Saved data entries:
· · · · · · ·

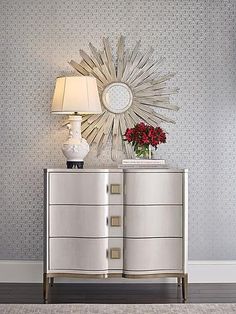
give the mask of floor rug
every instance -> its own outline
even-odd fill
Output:
[[[1,314],[231,314],[236,304],[0,304]]]

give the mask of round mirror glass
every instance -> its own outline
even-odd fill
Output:
[[[102,101],[107,110],[114,113],[125,112],[132,104],[133,94],[128,85],[112,83],[102,93]]]

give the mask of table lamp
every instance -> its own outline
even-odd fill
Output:
[[[62,145],[62,152],[67,158],[67,168],[83,168],[89,144],[81,136],[81,115],[102,112],[96,79],[90,76],[57,78],[51,112],[69,115],[69,137]]]

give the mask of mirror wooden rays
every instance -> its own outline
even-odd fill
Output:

· · · · · · ·

Assignment: Please show every line of the entries above that contains the word "give".

Expected output:
give the mask of floor rug
give the mask of round mirror glass
give the mask of table lamp
give the mask of mirror wooden rays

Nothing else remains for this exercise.